TEST JE BEGRIP:
1. Schrijf alsjeblieft uit de tekst over urineweginfecties het stuk van "Urineweginfecties: Wat zijn" tot en met "met een urineweginfectie." letterlijk over.
2. Welke chemische stof zit volgens de tekst over urineweginfecties meestal in spermiciden?
3. Zet de alinea die begint met "Diabetes mellitus (suikerziekte) is een aandoening" uit de tekst over urineweginfecties om in een korte lijst met de belangrijkste feiten.

TE BESTUDEREN TEKST:
===

Urineweginfecties: Wat zijn de risicofactoren?
Bij een urineweginfectie komen bacteriën in een deel van de urinewegen terecht. Deze pijnlijke ontsteking veroorzaakt een branderig gevoel bij plassen, waarbij de patiënt veel aandrang heeft maar in vergelijking weinig moet urineren. De urine stinkt en is donkerder dan normaal. Hiermee gaan koorts, koude rillingen en een algemeen ziek gevoel gepaard. Onbehandeld leidt deze pijnlijke aandoening tot ernstige complicaties die de blaas en nieren beschadigen. Sommige mensen lopen meer dan anderen risico op het ontwikkelen van een urineweginfectie. Dit geldt vooral voor vrouwen bij wie de plasbuis korter is, waardoor de bacteriën sneller in de opening van de plasbuis terechtkomen. Maar ook andere risicogroepen krijgen sneller te maken met een urineweginfectie.
Antibiotica resulteren sneller in een urineweginfectie /
Bron: Stevepb, Pixabay
Antibiotica
Antibiotica bestrijden bacteriën, maar deze
medicijnen elimineren eveneens vaak lactobacillen (beschermende bacteriën). Dit verhoogt een overgroei van de staafvormige bacterie
Escherichia coli in de vagina van een vrouw, wat bijdraagt aan de ontwikkeling van een urineweginfectie.
Anticonceptie
Bepaalde soorten anticonceptiva vormen een risicofactor. Vooral vrouwen die een spiraaltje gebruiken, ontwikkelen vaker urineweginfecties. Een spiraaltje (diafragma, pessarium intra-uterinum) is een soort stift die de gynaecoloog in de
baarmoeder inbrengt om bevruchting te voorkomen. De veerrand van het spiraaltje vernietigt soms een gebied vlakbij de blaas, waardoor bacteriën sneller in de blaas terechtkomen. Zaaddodend schuim en zaaddodende gel en gecoate condooms verhogen tevens de gevoeligheid voor urineweginfecties. Meestal bevatten spermiciden (zaad dodende geneesmiddelen) nonoxynol-9, een chemische stof die geassocieerd is met een verhoogd risico op een urineweginfectie.
Diabetes
Diabetes mellitus (suikerziekte) is een aandoening waarbij het lichaam moeite heeft met het aanmaken of verwerken van insuline, hetgeen nodig is voor het regelen van de bloedsuikerspiegel. Diabetes maakt het lichaam eveneens gevoeliger voor infecties. De aandoening leidt zelfs tot sensorische problemen, waardoor sommige patiënten niet eens beseffen dat de blaas vol is en ze te lang rondlopen met een volle blaas, hetgeen een risicofactor is voor een urineweginfectie.

===

GEGEVENSUITTREKSELS:
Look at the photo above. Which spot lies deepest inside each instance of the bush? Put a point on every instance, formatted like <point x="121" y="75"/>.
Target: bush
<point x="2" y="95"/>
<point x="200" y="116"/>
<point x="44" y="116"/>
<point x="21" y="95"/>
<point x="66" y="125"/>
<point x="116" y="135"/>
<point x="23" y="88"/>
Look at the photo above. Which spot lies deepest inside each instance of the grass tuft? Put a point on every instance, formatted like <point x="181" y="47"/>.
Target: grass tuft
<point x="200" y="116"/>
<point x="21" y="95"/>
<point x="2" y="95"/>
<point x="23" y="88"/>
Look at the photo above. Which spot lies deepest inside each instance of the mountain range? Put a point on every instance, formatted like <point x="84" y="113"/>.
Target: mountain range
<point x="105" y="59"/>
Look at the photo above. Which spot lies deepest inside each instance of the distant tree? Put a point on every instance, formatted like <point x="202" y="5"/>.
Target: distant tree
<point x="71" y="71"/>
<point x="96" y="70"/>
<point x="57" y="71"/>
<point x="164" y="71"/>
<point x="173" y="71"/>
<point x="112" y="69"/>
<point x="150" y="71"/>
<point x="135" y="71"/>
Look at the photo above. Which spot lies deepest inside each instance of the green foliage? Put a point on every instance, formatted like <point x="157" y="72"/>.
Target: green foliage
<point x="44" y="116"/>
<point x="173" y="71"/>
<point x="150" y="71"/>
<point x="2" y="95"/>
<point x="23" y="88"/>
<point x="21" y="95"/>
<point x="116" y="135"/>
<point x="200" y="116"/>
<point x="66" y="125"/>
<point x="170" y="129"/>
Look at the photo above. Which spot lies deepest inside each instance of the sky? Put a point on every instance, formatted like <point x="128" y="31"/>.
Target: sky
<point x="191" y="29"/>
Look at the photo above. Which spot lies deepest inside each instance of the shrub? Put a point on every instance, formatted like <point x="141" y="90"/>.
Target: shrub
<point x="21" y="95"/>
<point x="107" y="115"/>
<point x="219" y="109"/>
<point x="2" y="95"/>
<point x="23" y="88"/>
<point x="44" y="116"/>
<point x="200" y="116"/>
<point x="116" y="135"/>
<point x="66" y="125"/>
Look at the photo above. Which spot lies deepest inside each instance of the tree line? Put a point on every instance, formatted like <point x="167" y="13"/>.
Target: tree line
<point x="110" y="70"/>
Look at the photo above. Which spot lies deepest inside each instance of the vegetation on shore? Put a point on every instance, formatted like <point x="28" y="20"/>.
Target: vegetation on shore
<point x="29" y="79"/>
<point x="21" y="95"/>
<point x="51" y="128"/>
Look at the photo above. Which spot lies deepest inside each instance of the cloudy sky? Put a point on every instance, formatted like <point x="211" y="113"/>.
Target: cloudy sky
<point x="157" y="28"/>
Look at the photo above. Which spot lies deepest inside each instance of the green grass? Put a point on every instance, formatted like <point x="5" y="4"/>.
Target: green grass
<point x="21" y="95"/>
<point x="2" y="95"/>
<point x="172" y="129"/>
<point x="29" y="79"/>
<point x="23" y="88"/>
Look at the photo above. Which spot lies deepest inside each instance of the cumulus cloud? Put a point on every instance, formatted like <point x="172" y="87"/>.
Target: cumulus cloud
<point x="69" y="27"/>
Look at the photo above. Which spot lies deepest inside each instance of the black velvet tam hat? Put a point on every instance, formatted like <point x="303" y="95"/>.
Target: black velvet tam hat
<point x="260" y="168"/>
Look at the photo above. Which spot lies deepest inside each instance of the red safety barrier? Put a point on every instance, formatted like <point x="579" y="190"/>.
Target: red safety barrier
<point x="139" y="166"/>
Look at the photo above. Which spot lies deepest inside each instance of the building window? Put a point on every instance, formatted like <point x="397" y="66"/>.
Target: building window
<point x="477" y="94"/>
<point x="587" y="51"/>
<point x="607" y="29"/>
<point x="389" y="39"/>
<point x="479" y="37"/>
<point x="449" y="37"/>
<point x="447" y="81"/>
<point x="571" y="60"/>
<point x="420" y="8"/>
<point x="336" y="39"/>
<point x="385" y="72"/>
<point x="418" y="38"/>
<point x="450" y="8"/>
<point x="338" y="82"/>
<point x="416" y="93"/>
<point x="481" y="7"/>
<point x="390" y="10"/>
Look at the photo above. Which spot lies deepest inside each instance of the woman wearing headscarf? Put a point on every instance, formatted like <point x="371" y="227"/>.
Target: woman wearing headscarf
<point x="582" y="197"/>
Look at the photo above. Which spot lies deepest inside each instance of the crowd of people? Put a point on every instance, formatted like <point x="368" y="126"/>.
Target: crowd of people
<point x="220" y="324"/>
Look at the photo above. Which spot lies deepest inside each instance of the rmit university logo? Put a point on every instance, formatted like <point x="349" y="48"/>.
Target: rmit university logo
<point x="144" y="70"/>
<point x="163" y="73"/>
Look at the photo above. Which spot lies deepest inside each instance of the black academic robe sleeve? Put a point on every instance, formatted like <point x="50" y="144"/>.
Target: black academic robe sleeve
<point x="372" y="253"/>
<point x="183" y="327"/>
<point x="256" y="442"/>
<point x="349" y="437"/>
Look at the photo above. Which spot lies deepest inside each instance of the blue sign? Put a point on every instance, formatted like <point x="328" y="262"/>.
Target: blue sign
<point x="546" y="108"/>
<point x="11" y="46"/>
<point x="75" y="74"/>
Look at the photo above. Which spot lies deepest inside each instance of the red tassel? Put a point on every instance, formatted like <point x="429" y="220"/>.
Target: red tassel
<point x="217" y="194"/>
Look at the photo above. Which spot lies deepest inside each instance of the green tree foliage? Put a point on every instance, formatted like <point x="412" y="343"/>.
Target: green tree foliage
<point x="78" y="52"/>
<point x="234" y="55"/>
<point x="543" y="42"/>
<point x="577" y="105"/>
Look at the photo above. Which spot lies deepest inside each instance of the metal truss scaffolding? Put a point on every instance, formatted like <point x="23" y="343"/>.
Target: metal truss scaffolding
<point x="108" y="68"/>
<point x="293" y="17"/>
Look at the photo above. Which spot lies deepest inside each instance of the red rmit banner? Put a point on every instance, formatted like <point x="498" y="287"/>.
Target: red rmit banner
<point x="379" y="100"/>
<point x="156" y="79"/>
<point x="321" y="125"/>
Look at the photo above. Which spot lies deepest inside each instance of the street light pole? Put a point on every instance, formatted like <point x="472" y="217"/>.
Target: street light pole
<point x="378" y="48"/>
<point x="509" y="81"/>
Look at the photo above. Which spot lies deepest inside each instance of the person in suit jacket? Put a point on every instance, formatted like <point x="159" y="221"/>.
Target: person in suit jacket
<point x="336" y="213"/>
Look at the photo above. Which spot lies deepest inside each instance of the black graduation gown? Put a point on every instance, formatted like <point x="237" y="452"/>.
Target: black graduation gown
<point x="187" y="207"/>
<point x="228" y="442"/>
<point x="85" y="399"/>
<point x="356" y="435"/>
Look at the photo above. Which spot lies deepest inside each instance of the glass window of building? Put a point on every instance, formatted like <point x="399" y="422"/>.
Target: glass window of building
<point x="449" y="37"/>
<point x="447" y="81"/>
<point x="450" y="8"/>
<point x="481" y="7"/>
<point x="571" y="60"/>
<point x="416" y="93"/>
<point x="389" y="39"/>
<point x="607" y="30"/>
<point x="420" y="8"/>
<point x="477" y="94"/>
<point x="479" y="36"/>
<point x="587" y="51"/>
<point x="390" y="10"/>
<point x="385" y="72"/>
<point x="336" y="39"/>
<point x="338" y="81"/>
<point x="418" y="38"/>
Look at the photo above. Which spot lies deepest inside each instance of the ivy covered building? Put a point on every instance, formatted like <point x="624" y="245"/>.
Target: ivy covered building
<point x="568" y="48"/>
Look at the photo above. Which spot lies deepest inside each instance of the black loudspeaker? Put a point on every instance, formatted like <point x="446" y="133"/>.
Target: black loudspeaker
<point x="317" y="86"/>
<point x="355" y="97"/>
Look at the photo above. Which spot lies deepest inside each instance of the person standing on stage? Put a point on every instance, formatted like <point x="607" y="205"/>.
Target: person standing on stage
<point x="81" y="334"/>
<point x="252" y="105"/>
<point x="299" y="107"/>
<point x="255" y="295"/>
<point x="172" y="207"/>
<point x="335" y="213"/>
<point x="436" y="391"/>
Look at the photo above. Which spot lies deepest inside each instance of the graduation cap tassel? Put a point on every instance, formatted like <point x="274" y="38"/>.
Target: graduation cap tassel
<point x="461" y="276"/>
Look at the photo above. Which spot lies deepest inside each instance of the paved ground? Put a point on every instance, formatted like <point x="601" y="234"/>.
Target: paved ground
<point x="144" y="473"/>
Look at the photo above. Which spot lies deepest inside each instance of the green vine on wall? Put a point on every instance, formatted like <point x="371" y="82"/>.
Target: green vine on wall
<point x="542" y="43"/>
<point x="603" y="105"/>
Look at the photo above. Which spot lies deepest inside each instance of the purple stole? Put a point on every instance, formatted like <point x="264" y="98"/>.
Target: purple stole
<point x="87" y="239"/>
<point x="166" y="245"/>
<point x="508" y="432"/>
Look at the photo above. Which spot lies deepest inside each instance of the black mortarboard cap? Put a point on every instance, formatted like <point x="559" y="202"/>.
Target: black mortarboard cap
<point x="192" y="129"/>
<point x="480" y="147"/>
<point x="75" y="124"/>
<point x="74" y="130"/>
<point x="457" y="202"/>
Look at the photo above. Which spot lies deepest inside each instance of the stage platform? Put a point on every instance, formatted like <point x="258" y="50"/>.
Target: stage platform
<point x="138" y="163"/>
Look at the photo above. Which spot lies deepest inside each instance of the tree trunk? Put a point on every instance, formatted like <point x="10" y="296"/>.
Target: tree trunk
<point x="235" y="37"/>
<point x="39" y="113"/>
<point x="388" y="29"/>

===

GENUMMERDE ANTWOORDEN:
1.
Urineweginfecties: Wat zijn de risicofactoren?
Bij een urineweginfectie komen bacteriën in een deel van de urinewegen terecht. Deze pijnlijke ontsteking veroorzaakt een branderig gevoel bij plassen, waarbij de patiënt veel aandrang heeft maar in vergelijking weinig moet urineren. De urine stinkt en is donkerder dan normaal. Hiermee gaan koorts, koude rillingen en een algemeen ziek gevoel gepaard. Onbehandeld leidt deze pijnlijke aandoening tot ernstige complicaties die de blaas en nieren beschadigen. Sommige mensen lopen meer dan anderen risico op het ontwikkelen van een urineweginfectie. Dit geldt vooral voor vrouwen bij wie de plasbuis korter is, waardoor de bacteriën sneller in de opening van de plasbuis terechtkomen. Maar ook andere risicogroepen krijgen sneller te maken met een urineweginfectie.

2. Nonoxynol-9.

3.
- Bij diabetes mellitus (suikerziekte) heeft het lichaam moeite met het aanmaken of verwerken van insuline, dat nodig is om de bloedsuikerspiegel te regelen.
- Diabetes maakt het lichaam gevoeliger voor infecties.
- De aandoening kan sensorische problemen geven, waardoor sommige patiënten niet merken dat de blaas vol is.
- Daardoor lopen ze te lang met een volle blaas rond, en dat is een risicofactor voor een urineweginfectie.